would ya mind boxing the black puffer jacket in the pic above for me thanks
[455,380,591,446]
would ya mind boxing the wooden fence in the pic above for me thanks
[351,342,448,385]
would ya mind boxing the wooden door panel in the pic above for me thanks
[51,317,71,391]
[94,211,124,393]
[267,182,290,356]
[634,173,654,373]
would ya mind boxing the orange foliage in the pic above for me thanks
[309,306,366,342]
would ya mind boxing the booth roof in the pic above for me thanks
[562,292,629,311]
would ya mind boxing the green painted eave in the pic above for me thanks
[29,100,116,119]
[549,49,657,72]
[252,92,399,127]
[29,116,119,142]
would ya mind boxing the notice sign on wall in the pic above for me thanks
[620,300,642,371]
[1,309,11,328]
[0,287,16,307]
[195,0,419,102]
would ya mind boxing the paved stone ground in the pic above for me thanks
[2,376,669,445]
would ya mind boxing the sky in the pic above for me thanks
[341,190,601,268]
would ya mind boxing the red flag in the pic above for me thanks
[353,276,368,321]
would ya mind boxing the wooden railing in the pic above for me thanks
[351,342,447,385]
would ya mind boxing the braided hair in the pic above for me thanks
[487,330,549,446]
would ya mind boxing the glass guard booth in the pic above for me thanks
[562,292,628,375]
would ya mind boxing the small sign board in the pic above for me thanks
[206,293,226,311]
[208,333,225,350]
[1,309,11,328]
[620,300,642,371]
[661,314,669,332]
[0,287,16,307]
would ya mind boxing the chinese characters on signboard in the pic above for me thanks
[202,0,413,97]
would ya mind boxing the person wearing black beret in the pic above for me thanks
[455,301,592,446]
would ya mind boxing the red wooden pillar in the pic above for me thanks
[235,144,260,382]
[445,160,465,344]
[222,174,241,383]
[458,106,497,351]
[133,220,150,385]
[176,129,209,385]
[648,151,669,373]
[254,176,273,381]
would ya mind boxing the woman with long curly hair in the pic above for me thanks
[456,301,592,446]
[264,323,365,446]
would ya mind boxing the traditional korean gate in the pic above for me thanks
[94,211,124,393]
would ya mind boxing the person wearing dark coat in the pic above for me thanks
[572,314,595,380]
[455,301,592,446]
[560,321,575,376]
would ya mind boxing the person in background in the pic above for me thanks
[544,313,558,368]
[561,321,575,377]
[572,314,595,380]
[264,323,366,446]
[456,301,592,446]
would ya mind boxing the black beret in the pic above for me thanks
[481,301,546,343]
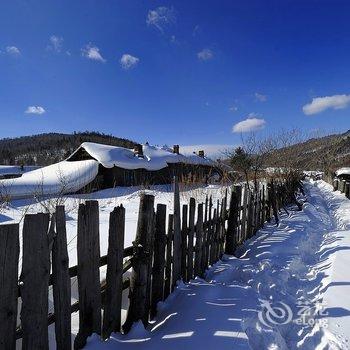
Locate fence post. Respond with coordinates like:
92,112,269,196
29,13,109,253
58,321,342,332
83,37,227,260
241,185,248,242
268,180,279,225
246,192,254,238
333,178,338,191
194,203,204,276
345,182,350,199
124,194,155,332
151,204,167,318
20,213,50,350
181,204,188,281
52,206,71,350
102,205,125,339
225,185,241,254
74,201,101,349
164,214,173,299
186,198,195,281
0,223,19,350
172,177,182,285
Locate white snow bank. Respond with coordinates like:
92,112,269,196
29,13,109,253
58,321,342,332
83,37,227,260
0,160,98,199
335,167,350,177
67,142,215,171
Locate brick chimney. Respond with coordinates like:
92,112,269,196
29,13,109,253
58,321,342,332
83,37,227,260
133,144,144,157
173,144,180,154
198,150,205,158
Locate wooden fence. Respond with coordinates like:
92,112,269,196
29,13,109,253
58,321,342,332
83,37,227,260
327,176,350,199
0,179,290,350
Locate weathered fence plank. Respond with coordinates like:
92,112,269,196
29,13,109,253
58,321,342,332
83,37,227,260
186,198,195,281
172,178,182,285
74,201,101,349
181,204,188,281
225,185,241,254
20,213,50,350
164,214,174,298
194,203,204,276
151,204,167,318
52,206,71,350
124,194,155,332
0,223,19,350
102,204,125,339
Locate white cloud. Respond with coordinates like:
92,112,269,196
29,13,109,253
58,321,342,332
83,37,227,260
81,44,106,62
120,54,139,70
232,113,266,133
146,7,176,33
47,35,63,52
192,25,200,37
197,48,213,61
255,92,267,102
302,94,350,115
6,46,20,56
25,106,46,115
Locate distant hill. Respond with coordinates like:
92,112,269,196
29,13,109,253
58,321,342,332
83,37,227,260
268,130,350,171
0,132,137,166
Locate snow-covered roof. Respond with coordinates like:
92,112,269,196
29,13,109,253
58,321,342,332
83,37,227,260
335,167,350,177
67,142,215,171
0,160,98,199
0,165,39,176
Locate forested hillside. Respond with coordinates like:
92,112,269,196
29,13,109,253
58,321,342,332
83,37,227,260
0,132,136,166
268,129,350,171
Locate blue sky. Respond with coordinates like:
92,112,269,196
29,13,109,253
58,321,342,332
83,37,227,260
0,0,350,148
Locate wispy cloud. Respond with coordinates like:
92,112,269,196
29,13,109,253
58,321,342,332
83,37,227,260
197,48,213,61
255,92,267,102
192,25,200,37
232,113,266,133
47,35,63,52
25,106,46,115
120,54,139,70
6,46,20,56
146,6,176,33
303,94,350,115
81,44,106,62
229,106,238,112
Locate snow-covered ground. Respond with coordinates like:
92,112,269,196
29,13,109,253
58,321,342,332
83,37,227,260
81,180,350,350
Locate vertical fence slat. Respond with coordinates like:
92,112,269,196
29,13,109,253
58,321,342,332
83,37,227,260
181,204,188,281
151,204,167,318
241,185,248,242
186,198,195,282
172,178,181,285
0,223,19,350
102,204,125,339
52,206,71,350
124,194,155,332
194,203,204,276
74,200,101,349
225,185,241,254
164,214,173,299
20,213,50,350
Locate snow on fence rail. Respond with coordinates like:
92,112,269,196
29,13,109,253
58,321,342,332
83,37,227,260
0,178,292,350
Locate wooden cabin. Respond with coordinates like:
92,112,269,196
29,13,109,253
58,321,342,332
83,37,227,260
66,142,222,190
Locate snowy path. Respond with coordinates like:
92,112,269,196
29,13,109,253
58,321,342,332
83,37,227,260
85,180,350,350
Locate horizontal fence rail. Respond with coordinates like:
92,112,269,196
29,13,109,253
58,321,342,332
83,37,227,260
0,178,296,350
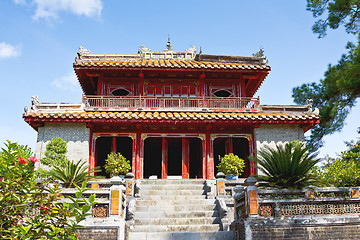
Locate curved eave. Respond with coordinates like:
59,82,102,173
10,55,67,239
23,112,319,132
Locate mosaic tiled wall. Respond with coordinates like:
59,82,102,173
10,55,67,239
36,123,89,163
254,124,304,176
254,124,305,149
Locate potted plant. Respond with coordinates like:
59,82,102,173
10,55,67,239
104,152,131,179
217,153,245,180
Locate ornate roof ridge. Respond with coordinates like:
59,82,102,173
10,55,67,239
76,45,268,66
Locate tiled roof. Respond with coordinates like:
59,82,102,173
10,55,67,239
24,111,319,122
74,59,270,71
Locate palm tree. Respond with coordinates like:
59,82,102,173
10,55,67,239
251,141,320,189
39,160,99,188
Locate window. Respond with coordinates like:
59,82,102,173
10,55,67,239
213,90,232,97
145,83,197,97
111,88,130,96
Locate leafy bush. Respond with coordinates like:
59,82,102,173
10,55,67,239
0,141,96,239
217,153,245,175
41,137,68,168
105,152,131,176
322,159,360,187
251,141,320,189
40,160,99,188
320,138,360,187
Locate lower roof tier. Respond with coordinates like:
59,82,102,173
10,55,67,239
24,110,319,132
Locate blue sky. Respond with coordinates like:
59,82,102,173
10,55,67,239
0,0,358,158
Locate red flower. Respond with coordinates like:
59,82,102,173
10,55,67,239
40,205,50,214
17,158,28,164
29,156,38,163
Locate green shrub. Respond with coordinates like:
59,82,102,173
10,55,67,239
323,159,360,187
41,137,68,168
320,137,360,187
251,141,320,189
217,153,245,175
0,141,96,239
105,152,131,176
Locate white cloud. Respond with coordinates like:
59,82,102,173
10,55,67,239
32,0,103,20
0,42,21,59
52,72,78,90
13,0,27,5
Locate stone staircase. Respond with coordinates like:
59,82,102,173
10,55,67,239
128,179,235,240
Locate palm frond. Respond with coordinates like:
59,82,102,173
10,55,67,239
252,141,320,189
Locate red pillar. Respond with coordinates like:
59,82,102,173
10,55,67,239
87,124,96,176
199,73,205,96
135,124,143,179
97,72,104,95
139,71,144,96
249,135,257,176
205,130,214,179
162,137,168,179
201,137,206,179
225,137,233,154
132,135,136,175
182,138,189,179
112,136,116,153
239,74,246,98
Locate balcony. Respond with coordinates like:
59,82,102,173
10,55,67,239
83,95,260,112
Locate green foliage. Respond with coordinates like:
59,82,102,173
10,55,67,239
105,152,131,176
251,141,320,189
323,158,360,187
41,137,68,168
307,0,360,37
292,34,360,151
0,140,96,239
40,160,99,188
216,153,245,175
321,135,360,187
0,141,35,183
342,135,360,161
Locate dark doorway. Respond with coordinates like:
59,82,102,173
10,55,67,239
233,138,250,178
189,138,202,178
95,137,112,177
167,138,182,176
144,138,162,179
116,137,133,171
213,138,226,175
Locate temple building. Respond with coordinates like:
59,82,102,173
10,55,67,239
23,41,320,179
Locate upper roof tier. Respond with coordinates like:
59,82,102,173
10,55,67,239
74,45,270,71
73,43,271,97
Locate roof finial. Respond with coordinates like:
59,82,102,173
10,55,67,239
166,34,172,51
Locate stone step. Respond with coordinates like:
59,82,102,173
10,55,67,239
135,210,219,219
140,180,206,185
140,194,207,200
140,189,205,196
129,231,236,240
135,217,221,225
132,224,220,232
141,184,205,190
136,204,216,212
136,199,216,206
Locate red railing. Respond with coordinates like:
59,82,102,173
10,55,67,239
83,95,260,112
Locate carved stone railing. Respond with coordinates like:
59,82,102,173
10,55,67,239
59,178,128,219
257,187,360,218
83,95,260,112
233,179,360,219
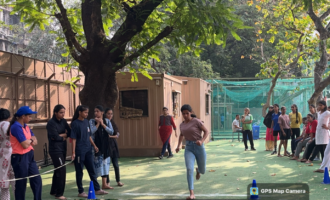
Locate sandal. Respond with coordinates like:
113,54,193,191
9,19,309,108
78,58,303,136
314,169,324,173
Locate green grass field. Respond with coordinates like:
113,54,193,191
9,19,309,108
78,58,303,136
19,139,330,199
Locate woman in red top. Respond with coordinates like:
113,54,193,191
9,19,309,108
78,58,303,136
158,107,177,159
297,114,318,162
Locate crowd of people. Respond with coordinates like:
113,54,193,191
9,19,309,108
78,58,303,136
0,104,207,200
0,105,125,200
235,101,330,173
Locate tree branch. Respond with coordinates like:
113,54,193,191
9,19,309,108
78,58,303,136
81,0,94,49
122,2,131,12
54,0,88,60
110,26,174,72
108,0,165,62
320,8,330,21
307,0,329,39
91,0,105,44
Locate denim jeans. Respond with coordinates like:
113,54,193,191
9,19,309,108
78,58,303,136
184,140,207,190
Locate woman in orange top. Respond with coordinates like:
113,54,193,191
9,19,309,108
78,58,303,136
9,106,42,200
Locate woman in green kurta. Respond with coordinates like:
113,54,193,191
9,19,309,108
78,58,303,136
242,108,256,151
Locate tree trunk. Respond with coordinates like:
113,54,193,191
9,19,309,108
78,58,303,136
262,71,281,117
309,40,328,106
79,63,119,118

-------------------------

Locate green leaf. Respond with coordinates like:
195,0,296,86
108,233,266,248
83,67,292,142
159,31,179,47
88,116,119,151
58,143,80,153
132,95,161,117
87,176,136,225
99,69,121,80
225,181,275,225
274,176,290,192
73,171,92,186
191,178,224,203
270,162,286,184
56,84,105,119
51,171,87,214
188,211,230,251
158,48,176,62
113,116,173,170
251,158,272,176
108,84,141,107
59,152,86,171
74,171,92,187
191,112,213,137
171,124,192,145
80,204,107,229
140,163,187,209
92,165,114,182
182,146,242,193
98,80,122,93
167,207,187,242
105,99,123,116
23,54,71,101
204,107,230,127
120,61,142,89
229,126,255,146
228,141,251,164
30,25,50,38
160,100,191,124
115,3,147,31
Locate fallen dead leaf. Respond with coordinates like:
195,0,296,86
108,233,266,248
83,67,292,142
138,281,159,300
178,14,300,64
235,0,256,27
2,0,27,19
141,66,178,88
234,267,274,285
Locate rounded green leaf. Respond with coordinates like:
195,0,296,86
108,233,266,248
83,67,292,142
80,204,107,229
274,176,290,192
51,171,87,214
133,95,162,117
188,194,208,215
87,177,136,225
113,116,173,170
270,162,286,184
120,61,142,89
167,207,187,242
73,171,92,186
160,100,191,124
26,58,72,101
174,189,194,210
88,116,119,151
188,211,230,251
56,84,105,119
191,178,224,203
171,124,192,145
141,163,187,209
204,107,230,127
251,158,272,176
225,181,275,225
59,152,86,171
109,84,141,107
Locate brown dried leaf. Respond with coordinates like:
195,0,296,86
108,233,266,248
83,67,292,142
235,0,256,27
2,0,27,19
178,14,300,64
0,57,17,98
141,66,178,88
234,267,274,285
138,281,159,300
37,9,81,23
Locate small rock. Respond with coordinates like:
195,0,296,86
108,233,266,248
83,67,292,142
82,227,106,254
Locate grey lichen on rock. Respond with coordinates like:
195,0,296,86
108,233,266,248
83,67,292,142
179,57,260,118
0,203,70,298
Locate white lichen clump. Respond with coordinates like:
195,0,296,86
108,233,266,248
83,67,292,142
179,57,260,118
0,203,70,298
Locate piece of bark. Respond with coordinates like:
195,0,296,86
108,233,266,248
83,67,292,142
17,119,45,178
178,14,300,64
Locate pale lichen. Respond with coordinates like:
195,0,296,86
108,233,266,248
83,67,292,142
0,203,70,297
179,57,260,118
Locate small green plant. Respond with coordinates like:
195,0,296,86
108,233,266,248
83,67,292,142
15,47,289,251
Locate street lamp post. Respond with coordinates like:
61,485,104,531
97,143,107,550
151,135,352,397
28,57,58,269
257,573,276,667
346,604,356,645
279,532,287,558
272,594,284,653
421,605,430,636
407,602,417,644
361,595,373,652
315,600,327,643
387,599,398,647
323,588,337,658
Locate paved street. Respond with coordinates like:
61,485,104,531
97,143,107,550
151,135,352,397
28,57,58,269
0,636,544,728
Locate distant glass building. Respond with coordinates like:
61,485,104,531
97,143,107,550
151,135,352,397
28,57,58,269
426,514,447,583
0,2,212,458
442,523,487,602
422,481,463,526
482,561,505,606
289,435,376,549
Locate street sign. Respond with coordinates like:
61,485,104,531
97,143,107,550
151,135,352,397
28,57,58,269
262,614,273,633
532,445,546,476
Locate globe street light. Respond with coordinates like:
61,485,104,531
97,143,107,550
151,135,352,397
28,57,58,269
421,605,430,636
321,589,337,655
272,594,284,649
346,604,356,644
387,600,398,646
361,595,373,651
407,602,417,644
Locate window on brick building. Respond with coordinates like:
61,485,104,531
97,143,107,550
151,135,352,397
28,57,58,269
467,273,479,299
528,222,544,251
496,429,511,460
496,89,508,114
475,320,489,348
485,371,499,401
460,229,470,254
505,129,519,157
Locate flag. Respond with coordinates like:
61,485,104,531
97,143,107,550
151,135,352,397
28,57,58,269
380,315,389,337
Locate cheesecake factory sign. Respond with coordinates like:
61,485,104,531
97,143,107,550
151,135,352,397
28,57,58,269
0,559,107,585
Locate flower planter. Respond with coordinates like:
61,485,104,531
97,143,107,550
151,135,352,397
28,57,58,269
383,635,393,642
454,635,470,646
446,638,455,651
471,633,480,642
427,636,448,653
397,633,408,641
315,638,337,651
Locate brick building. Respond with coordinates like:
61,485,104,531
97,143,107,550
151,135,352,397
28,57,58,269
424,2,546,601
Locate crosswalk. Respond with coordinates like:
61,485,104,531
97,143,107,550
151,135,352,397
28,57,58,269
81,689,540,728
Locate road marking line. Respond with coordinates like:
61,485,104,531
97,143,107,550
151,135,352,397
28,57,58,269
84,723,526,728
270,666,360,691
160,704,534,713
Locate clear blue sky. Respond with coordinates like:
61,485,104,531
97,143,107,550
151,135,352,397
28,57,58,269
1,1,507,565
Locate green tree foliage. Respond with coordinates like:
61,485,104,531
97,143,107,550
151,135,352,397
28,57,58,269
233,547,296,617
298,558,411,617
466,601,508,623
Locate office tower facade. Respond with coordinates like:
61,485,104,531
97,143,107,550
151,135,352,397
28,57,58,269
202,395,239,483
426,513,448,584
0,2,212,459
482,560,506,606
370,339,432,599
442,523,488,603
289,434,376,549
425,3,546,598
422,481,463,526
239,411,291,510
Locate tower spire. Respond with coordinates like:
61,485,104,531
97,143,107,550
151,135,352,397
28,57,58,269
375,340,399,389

-------------------------

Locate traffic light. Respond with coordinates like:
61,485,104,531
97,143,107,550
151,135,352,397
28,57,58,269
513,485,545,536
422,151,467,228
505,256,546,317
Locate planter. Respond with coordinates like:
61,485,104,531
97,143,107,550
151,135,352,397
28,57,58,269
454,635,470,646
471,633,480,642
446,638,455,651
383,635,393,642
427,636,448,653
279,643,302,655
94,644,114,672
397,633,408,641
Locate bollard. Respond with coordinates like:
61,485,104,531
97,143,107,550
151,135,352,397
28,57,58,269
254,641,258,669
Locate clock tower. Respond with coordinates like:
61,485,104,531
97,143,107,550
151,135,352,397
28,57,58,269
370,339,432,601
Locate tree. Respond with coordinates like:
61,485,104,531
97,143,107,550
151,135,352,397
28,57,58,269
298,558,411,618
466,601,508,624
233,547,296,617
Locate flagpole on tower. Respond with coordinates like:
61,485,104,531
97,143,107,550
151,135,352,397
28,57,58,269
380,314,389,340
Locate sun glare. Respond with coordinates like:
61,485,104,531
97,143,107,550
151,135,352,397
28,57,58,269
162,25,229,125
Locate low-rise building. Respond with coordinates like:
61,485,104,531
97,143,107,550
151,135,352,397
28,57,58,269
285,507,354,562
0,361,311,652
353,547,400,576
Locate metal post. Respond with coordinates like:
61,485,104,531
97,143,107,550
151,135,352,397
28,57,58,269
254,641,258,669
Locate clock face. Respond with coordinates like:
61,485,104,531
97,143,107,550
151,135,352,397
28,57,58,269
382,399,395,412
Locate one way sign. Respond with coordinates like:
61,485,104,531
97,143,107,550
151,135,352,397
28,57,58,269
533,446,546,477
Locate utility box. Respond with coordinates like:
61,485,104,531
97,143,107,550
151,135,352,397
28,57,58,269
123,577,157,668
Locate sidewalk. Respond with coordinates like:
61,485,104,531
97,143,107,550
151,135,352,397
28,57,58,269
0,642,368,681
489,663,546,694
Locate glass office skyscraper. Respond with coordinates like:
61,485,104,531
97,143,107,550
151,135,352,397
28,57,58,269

-------------------------

■ **Problem description**
For each line above that carries the word "white", copy it out.

■ **Exercise response**
Locate white snow bank. Respond with coordinates like:
Locate white cloud. Respond with coordinates like:
Locate white cloud. Respond with coordinates like:
Locate white lichen clump. Respond with coordinates like:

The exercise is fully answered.